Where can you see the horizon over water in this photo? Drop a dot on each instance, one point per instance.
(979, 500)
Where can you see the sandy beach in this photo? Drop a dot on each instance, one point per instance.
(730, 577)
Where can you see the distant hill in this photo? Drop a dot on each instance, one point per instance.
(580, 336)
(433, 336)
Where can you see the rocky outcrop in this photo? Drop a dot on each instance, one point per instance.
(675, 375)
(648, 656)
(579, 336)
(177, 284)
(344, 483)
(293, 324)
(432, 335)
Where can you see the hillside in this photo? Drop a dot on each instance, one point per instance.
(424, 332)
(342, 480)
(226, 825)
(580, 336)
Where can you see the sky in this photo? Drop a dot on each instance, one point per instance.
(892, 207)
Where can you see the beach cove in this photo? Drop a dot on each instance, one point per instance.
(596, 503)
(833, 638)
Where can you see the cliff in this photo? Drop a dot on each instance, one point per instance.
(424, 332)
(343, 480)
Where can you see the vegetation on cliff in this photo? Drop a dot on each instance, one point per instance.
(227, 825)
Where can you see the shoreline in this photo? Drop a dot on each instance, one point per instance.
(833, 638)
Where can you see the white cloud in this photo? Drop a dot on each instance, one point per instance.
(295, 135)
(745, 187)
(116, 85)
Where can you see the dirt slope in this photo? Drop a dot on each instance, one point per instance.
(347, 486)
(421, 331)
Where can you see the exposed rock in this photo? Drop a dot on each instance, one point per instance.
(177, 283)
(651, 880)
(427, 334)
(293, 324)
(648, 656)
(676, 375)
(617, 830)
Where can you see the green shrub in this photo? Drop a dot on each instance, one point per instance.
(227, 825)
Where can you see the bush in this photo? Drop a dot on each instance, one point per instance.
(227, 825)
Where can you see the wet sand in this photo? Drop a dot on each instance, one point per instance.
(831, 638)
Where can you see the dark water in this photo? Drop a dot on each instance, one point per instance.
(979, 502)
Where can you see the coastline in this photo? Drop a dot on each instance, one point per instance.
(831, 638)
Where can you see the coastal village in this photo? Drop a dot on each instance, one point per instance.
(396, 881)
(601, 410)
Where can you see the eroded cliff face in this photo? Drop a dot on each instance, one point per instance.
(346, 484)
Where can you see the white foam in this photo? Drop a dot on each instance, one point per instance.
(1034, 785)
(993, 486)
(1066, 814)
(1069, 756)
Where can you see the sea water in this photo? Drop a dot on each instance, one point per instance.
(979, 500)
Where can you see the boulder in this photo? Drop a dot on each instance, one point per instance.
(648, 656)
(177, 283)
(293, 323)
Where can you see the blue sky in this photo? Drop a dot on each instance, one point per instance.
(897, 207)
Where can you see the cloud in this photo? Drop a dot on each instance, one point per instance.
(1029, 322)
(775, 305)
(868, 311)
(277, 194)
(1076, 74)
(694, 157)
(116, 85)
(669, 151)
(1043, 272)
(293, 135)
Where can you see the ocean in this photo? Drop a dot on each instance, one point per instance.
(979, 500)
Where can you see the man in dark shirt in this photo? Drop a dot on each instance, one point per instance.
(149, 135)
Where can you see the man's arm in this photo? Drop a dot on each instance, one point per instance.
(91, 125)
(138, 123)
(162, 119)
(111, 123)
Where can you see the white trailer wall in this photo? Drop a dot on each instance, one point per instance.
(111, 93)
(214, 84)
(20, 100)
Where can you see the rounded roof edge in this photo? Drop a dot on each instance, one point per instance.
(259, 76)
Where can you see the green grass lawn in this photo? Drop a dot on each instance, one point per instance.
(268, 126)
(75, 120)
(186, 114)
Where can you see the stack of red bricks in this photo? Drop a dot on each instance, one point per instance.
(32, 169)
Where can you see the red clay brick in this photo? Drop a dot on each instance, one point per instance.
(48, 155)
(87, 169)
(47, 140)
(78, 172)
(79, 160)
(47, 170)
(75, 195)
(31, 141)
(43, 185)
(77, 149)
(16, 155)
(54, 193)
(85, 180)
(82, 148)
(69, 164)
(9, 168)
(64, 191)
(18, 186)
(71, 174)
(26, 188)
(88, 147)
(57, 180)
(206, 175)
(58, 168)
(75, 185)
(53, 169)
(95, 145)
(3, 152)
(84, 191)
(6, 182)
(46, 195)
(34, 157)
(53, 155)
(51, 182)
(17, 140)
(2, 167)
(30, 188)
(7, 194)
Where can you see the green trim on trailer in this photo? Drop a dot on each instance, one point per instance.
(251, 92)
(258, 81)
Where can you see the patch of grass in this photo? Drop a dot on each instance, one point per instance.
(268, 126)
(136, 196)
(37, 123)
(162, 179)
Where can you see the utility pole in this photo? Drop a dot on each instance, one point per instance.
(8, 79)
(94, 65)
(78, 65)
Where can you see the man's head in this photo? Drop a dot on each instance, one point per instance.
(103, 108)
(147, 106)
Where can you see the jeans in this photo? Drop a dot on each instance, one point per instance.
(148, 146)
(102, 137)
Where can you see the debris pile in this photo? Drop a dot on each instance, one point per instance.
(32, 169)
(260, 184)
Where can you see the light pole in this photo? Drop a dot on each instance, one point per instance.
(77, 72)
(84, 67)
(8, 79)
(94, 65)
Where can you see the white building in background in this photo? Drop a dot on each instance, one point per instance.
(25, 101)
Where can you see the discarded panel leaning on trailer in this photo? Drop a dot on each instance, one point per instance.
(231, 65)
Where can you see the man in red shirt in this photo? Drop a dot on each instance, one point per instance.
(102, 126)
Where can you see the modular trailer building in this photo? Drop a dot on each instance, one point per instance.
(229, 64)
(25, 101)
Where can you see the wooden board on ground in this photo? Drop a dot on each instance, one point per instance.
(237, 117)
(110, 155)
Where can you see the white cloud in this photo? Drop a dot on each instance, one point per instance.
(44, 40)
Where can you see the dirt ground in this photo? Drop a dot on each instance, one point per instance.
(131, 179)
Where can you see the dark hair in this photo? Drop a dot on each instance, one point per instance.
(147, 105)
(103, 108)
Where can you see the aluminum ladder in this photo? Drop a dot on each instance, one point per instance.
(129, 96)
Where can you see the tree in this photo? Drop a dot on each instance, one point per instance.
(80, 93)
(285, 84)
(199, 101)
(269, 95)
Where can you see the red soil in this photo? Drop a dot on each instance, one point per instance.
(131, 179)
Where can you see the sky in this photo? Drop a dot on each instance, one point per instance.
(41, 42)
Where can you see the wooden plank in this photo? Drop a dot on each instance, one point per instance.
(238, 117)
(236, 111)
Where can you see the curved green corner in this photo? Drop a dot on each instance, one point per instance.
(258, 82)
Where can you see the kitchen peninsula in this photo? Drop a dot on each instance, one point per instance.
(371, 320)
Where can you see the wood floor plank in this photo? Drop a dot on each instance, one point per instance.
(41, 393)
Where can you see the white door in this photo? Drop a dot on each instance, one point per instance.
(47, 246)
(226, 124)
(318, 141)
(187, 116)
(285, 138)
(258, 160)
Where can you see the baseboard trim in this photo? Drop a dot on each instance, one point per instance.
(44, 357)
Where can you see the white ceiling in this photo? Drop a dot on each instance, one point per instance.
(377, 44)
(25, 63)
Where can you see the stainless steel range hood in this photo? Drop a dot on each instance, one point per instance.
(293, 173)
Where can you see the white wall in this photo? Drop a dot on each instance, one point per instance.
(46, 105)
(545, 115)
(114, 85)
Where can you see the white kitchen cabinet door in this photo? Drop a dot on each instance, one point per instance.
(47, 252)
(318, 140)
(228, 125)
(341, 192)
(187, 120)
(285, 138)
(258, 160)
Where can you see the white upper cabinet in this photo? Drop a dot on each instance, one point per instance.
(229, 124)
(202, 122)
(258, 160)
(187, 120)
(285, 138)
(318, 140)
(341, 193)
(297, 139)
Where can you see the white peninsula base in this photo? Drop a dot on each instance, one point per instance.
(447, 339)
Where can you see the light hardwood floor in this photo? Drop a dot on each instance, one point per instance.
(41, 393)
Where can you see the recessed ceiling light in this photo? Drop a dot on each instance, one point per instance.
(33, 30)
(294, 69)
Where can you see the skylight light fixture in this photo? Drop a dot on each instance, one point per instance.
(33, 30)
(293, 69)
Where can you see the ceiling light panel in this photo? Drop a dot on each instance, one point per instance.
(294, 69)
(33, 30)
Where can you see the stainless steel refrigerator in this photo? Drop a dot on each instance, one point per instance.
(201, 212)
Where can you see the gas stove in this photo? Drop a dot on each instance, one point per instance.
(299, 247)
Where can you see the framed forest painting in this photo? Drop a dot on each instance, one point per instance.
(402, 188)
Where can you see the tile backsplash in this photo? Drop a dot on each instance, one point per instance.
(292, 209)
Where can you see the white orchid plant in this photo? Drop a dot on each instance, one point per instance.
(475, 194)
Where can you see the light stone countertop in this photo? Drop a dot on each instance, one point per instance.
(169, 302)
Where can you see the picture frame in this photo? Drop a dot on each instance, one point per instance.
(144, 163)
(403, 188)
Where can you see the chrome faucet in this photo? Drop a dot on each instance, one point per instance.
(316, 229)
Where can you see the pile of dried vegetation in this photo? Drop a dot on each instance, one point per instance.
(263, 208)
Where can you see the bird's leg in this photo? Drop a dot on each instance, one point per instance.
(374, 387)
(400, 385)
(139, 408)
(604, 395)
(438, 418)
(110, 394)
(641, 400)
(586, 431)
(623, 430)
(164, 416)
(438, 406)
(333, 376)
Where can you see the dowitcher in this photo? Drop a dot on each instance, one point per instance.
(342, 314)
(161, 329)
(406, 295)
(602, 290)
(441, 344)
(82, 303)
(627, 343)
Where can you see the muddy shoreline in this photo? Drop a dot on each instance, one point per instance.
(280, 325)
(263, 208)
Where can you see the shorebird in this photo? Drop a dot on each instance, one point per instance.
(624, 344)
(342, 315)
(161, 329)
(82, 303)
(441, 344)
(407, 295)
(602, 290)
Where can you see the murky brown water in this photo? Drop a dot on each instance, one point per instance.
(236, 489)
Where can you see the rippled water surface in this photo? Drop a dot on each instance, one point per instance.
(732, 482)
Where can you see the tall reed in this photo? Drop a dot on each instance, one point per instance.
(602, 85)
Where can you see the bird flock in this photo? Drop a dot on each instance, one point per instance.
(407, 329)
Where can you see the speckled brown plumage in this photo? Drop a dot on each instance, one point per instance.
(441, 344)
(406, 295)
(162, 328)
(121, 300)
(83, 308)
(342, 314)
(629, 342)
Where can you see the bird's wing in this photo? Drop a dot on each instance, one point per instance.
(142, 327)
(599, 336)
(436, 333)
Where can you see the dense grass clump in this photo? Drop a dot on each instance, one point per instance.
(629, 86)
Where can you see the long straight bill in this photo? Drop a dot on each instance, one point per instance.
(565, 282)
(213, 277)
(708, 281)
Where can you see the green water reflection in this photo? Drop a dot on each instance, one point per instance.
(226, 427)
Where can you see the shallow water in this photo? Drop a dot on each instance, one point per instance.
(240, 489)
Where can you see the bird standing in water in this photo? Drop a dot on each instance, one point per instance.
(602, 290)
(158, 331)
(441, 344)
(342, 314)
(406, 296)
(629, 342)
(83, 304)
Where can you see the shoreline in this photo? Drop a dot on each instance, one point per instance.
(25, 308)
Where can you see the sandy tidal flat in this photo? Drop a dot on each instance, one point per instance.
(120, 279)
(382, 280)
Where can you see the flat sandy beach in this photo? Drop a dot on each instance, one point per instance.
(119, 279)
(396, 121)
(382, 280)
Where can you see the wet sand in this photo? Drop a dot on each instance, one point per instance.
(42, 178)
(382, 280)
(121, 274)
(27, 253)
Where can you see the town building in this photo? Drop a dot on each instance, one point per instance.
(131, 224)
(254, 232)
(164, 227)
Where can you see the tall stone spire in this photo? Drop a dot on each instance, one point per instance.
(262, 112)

▸ Challenge:
Give exactly the lines from the one with "Where can you see the bird's wing" to the end of the entries, nothing before them.

▸ The completed task:
Where can you see the bird's wing in this photo? Drop a dot on each instance, one point per instance.
(142, 327)
(599, 336)
(436, 333)
Where can you see the dense grass clump in this photo? Drop a dot on each instance, one point per instance.
(629, 86)
Where can you see the long straight bill in this photo? Drop a dot on each instance, one point per instance.
(565, 282)
(213, 277)
(708, 281)
Where can you see the green water reflection in this photo? Drop a dot on each instance, one point per instance.
(226, 427)
Where can you see the shallow water in this photo? Drop a dot on each instance, one point per instance.
(240, 489)
Where can you see the bird standing in water in this photo? Drop a dot on each instance, one point per instance.
(602, 290)
(158, 331)
(441, 344)
(342, 314)
(406, 296)
(629, 342)
(83, 304)
Where can you see the shoreline in this photo? Drop a dot on each instance, one point per instance.
(25, 308)
Where can you see the sandy tidal flat in this photo? Drop a dot on each instance, one point per instance.
(120, 279)
(382, 280)
Where can you see the flat sandy beach in this photo? Drop a dot on each instance, one point per instance.
(119, 279)
(396, 121)
(382, 280)
Where can you see the wet sand in this photo? Drop a dot on each instance, one point per instance.
(42, 178)
(382, 280)
(121, 274)
(27, 253)
Where can you see the town building in this photo? Drop a dot on each instance, one point per instance.
(131, 224)
(254, 232)
(164, 227)
Where can you see the tall stone spire in this photo? Drop a dot on each instance, one point per instance.
(262, 112)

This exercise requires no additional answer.